> [Extrait]
Soudain, l’atmosphère s’allégea pour les avocats de la Société générale. L'avocat général, Jean-Marie d’Huy, parlait. Et tout ce qu’il disait leur convenait.
Les avocats de Jérôme Kerviel et de la Société générale s’opposaient, depuis le début de la matinée de ce jeudi 13 novembre, sur la demande d’expertise, présentée par Jérôme Kerviel, pour évaluer les pertes de 4,9 milliards d’euros et la responsabilité de la banque dans le cadre du procès civil devant la cour d’appel de Versailles. Intervenant à la suite, l'avocat général mit alors toute son autorité dans le débat pour « éclairer les juges ». « Il ne faut pas se tromper de procès. Le procès pénal a bien eu lieu. Le tribunal a jugé par deux fois que la Société générale n’avait eu aucune responsabilité dans la fraude », insista-t-il. Avant d’adresser sa recommandation au tribunal : « Gardez-vous bien de prononcer cette expertise qui enlisera le débat par toutes sortes de questions hors sujet ! »
Il est rare que le ministère public prenne part aux débats lors d’un procès civil – il ne concerne que les parties civiles –, encore plus quand il s’agit d’une demande d’expertise, acte technique. Mais cette fois, Jean-Marie d’Huy s’y sentait autorisé. Il lui fallait, selon lui, montrer le chemin du droit, après la situation nouvelle créée par le jugement de la Cour de cassation.

Entrées enregistrées
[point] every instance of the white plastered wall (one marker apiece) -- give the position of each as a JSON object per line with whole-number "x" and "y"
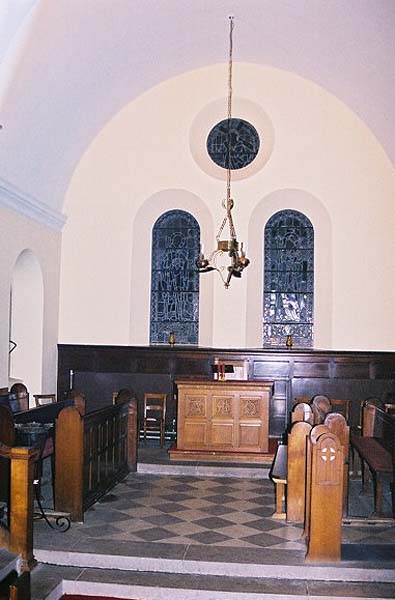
{"x": 18, "y": 234}
{"x": 323, "y": 161}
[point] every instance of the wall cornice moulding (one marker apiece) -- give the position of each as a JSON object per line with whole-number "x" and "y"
{"x": 12, "y": 197}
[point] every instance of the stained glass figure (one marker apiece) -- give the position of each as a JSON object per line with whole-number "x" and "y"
{"x": 244, "y": 143}
{"x": 288, "y": 280}
{"x": 175, "y": 279}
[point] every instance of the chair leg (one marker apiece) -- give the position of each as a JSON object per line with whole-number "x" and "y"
{"x": 162, "y": 434}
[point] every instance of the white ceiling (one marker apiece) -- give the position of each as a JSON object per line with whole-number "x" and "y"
{"x": 72, "y": 64}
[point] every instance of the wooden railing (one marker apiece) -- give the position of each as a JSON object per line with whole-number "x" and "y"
{"x": 18, "y": 538}
{"x": 92, "y": 454}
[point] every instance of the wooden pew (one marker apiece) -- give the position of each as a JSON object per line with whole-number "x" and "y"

> [Travail demandé]
- A) Repérez dans la liste chaque ligne qui contient le mot « each » et recopiez-la, en respectant la casse.
- B) Rédigez la suite de l'extrait sur le procès de Jérôme Kerviel en reprenant après sa dernière phrase.
L'extrait sur le procès de Jérôme Kerviel et la liste n'ont aucun lien entre eux.

> [Réponses obtenues]
- A)
[point] every instance of the white plastered wall (one marker apiece) -- give the position of each as a JSON object per line with whole-number "x" and "y"
[point] every instance of the wall cornice moulding (one marker apiece) -- give the position of each as a JSON object per line with whole-number "x" and "y"
[point] every instance of the stained glass figure (one marker apiece) -- give the position of each as a JSON object per line with whole-number "x" and "y"
[point] every instance of the chair leg (one marker apiece) -- give the position of each as a JSON object per line with whole-number "x" and "y"
[point] every instance of the white ceiling (one marker apiece) -- give the position of each as a JSON object per line with whole-number "x" and "y"
[point] every instance of the wooden railing (one marker apiece) -- give the position of each as a JSON object per line with whole-number "x" and "y"
[point] every instance of the wooden pew (one marker apiece) -- give the position of each as a JSON object per line with whole-number "x" and "y"

- B)
Dans son arrêt du 19 mars 2014, celle-ci a en effet bousculé la jurisprudence. Alors que jusqu’alors, elle admettait que les victimes puissent réclamer une réparation totale du préjudice subi, elle a fait volte-face dans le cas Kerviel. Jugeant que le tribunal n’avait pas tenu compte « des fautes commises par la Société générale », elle avait cassé le jugement condamnant Jérôme Kerviel à payer 4,9 milliards d’euros de dommages et intérêts à la banque. Et renvoyé le procès civil devant la cour d’appel de Versailles. Celle-ci est donc chargée de défricher cette nouvelle règle.
Mais comment apprécier les responsabilités de la Société générale dans cette affaire ? « Il va falloir des expertises », avait commenté en aparté Me Jean Reinhart, un des avocats de la Société générale, à la sortie du jugement de la Cour de cassation. C’est précisément ce que demandait David Koubbi, avocat de Jérôme Kerviel, en préambule des débats.
« Depuis sept ans, nous sommes dans un dossier où, pour la banque, il suffit de parler pour être cru. Traitons enfin ce dossier comme un dossier normal : quand on allègue, on prouve ! », expliqua-t-il, souhaitant que la cour saisisse « l'occasion historique de faire la lumière » sur la responsabilité de la banque. À l’appui de ses propos, il demandait une expertise indépendante sur la façon dont avaient été débouclées les positions de Jérôme Kerviel, ainsi qu’une expertise auprès d’Eurex, la chambre de compensation qui garde mémoire de toutes les opérations et de toutes les contreparties mais qui n’a pourtant jamais été interrogée dans ce dossier. Il demandait aussi la saisie de tous les courriels internes des supérieurs de Jérôme Kerviel, afin de mieux évaluer leur degré de connaissance et leurs responsabilités.
Les avocats de la Société générale, en face, étaient embarrassés. En réponse aux demandes d’expertise indépendante, ils avaient opposé par écrit un refus catégorique et définitif. Pour eux, toutes les expertises avaient été menées. Les demandes présentées par Jérôme Kerviel étaient « inutiles et dilatoires ». Ils y voyaient une manière de revenir sur la chose jugée, de refaire le procès perdu au pénal.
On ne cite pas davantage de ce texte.